YOUR TASK.
Output the data below again verbatim, only the stretch from the line containing "I'm looking for the small stick." through the line containing "[102,35,399,209]", with both of those lines included.

[A block of data]
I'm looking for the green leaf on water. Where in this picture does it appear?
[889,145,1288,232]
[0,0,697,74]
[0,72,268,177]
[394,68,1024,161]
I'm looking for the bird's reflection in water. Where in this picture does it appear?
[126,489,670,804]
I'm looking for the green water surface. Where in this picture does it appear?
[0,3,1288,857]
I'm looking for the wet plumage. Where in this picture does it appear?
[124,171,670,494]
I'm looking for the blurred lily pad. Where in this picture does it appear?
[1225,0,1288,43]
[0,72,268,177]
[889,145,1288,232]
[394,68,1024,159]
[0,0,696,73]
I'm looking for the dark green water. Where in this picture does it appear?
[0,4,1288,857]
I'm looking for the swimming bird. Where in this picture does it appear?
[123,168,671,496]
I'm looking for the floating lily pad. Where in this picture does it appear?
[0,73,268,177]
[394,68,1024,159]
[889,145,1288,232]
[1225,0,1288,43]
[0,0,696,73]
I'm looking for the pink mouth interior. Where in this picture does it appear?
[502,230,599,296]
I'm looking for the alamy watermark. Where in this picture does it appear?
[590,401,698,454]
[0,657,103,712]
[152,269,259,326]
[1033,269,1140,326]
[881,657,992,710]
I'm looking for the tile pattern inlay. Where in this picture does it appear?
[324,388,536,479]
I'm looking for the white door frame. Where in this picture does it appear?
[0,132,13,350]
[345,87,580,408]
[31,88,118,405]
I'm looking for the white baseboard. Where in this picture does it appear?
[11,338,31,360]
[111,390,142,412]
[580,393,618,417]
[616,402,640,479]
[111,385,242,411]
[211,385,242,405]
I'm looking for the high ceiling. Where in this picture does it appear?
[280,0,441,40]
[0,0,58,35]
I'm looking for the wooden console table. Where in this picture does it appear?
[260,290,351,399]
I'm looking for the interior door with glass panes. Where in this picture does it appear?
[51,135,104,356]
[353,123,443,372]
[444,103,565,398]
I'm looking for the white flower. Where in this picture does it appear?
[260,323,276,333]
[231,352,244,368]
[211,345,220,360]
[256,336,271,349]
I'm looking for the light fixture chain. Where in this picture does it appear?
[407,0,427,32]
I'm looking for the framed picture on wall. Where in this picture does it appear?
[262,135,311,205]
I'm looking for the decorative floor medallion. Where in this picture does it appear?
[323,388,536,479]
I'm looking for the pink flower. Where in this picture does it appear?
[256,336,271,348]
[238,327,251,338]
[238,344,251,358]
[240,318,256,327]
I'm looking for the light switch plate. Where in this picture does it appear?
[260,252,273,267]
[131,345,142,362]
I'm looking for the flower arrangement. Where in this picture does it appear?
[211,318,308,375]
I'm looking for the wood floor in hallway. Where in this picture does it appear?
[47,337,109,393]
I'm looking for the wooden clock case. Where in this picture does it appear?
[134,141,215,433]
---
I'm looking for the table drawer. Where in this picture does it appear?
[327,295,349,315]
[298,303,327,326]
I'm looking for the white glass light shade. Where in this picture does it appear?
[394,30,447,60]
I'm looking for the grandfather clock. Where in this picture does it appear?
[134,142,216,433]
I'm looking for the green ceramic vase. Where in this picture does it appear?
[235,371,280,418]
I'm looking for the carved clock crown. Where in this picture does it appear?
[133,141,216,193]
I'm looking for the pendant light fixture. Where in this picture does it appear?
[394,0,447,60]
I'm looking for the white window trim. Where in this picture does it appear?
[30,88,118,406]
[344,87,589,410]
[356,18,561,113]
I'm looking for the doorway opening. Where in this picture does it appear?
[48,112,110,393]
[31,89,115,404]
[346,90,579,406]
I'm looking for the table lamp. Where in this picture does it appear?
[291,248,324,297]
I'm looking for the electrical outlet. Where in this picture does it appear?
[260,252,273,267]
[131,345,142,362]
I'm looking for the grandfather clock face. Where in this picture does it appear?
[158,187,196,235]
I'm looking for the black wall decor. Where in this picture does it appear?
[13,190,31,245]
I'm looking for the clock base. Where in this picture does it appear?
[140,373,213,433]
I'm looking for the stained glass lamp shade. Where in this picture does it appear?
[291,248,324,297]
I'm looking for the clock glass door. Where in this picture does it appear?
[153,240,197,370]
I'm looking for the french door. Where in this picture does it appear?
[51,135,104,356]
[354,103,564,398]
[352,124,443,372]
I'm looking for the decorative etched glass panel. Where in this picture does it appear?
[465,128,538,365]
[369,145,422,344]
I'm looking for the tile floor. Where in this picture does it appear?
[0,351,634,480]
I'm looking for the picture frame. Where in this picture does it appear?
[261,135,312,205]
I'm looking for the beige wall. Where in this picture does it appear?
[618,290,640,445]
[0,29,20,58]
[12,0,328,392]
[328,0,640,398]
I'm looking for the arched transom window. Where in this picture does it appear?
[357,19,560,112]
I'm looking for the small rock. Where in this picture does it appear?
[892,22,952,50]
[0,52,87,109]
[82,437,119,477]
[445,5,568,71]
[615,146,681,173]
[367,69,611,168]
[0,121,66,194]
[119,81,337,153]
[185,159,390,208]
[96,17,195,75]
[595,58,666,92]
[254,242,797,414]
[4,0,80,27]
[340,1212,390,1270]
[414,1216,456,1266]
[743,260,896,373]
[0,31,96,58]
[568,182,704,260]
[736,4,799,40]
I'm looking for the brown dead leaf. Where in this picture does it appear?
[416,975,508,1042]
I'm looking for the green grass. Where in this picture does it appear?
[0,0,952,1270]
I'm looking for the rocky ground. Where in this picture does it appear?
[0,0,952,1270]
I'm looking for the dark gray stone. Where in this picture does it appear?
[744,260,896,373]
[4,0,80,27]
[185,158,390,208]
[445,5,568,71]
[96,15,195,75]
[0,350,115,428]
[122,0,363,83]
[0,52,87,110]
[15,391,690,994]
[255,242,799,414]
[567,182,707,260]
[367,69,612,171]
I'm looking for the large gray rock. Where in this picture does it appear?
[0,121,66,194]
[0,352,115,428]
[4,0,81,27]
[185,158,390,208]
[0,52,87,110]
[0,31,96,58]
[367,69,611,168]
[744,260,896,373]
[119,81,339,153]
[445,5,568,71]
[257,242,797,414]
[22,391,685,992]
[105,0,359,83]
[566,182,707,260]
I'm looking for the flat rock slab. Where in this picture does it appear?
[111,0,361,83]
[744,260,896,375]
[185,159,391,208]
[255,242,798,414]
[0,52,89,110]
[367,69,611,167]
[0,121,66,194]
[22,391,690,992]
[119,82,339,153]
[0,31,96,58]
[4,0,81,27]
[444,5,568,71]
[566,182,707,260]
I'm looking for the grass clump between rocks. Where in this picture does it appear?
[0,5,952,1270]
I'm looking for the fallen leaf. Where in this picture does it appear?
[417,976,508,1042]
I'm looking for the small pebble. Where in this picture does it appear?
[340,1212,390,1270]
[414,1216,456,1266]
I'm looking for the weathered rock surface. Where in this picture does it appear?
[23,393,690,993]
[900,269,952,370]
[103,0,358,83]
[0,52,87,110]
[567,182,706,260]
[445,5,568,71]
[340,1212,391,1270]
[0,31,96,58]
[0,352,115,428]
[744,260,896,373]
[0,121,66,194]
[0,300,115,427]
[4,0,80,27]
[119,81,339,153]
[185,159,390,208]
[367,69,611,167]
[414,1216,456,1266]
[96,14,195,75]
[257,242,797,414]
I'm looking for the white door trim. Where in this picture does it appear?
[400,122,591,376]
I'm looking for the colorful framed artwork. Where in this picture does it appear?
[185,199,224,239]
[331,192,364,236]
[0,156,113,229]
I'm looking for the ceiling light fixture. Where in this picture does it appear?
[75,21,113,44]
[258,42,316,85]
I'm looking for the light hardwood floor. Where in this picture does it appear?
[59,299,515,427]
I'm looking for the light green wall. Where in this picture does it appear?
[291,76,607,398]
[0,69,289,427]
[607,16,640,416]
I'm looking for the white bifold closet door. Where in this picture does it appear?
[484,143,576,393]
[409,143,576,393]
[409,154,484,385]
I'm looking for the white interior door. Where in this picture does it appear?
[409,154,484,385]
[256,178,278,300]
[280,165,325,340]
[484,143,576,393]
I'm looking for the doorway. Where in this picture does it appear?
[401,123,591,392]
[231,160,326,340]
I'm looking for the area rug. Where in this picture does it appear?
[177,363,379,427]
* * *
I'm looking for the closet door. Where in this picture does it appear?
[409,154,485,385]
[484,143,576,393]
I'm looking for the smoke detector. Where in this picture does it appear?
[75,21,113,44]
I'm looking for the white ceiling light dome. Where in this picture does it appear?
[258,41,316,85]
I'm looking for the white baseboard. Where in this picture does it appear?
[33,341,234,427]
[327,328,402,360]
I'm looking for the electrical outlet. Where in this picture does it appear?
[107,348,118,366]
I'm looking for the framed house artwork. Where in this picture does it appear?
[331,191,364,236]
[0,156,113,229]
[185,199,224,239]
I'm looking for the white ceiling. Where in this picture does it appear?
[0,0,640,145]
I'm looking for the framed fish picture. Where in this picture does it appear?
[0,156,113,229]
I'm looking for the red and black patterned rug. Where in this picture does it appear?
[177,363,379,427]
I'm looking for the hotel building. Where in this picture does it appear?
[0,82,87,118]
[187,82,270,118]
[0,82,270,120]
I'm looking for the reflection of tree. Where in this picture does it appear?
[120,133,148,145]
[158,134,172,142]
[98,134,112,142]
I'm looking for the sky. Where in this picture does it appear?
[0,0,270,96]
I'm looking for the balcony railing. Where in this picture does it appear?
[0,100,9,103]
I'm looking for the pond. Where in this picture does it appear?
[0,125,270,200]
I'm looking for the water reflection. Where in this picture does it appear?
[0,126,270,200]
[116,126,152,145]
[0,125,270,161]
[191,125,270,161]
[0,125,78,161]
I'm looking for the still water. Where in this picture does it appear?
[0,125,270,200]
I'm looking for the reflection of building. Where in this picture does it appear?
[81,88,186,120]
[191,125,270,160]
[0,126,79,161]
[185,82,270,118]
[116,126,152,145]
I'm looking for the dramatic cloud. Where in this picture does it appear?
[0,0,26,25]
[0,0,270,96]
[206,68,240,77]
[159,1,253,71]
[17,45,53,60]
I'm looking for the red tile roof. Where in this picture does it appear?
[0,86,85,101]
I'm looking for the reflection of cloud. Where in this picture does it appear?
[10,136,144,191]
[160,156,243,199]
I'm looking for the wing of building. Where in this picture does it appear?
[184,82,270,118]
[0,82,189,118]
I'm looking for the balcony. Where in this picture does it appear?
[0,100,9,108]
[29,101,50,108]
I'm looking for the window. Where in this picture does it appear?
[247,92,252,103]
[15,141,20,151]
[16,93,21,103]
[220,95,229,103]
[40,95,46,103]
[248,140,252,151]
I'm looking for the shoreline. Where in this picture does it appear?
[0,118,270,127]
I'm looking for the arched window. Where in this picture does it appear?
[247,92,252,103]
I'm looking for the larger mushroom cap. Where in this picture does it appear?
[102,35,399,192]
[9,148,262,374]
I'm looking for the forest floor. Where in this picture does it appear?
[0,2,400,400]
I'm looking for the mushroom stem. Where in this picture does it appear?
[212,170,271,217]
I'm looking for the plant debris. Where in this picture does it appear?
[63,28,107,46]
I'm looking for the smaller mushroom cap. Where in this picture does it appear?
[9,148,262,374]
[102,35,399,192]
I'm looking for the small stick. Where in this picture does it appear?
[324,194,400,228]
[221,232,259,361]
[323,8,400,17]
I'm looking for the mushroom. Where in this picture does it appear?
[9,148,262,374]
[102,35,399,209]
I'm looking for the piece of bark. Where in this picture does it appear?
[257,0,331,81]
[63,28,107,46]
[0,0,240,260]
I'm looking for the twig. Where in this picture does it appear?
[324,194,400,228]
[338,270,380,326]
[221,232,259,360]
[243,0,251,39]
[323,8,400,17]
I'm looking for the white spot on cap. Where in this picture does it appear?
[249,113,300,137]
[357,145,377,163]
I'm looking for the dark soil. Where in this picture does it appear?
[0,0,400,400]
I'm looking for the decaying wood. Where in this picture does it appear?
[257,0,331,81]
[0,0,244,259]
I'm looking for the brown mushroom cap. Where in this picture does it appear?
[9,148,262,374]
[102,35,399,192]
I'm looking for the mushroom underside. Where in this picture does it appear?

FINAL RESULT.
I'm looking for the small stick. Where in this picture does it appear?
[324,194,400,228]
[221,232,259,361]
[323,8,400,17]
I'm looking for the mushroom. Where in this picture does it appear?
[9,148,262,374]
[102,35,399,209]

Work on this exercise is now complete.